_TASK GOAL_
Can you reproduce each of the records below verbatim, character for character?
══════════════════════════════
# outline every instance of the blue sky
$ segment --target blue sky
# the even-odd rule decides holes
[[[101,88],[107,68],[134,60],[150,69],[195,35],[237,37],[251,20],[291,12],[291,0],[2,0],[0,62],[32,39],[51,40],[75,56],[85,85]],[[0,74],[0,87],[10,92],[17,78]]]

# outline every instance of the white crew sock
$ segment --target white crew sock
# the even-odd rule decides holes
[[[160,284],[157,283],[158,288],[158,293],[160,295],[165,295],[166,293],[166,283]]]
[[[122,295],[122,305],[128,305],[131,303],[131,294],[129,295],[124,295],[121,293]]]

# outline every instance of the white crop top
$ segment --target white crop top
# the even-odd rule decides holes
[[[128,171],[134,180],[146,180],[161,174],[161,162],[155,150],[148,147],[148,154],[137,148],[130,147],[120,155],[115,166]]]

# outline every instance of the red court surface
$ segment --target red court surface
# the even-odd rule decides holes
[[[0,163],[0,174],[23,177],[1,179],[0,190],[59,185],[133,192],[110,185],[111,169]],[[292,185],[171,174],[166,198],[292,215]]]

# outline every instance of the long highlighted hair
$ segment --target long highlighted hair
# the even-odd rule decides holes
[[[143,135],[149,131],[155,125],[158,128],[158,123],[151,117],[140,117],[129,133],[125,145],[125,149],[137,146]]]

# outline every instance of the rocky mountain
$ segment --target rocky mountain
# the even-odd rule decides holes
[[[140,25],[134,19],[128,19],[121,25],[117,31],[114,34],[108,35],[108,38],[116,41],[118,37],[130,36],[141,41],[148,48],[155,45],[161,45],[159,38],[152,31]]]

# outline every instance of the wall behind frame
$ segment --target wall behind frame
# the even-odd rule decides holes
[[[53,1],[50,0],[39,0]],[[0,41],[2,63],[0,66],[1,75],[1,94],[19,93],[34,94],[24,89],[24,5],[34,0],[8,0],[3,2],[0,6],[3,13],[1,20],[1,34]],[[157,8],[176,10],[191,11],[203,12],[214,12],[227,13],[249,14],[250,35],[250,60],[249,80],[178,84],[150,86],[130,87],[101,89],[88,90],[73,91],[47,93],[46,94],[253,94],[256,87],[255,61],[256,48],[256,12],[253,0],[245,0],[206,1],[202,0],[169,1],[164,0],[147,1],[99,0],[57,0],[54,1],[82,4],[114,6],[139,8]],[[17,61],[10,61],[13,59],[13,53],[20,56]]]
══════════════════════════════
_TASK SOLUTION_
# outline every instance of the blue sky
$ segment --target blue sky
# the even-odd rule decides holes
[[[101,88],[107,68],[134,60],[150,69],[195,35],[237,37],[251,20],[291,12],[291,0],[2,0],[0,62],[32,39],[51,40],[75,56],[85,85]],[[0,74],[0,87],[10,92],[17,78]]]

# outline every instance of the white crew sock
$ segment --target white crew sock
# the even-odd rule decides holes
[[[160,284],[157,283],[158,288],[158,293],[160,295],[165,295],[166,293],[166,283]]]
[[[122,295],[122,305],[128,305],[131,303],[131,294],[129,295],[124,295],[121,293]]]

# outline every instance of the white crop top
$ segment --target white crop top
# the even-odd rule decides holes
[[[128,171],[134,180],[146,180],[161,174],[161,162],[155,150],[148,147],[148,154],[137,148],[130,147],[120,155],[115,166]]]

# outline every instance of the red court surface
$ segment --target red court surface
# the even-odd rule decides holes
[[[0,163],[0,174],[23,177],[1,179],[0,190],[59,185],[133,192],[110,185],[111,169]],[[292,185],[171,174],[166,198],[292,215]]]

# outline every instance of the long highlighted hair
$ segment --target long highlighted hair
# the even-odd rule decides holes
[[[143,135],[149,131],[155,125],[158,128],[158,123],[151,117],[140,117],[129,133],[125,145],[125,149],[137,146]]]

# outline every instance of the rocky mountain
$ segment --target rocky mountain
# the even-odd rule decides holes
[[[140,25],[134,19],[128,19],[121,25],[117,31],[114,34],[108,35],[108,38],[116,41],[118,37],[130,36],[141,41],[148,48],[155,45],[161,45],[159,38],[152,31]]]

# outline every instance of the wall behind frame
$ segment --target wall behind frame
# the even-odd rule decides holes
[[[53,1],[50,0],[39,0]],[[0,41],[2,63],[0,66],[1,75],[1,94],[19,93],[34,94],[24,89],[24,5],[34,0],[8,0],[3,2],[0,6],[3,13],[1,20],[1,34]],[[157,8],[176,10],[191,11],[203,12],[214,12],[227,13],[249,14],[250,35],[250,60],[249,80],[178,84],[150,86],[130,87],[101,89],[88,90],[73,91],[47,93],[46,94],[253,94],[256,87],[255,61],[256,48],[256,12],[253,0],[245,0],[206,1],[202,0],[169,1],[164,0],[147,1],[99,0],[57,0],[54,1],[82,4],[114,6],[139,8]],[[17,61],[10,61],[13,59],[13,53],[20,56]]]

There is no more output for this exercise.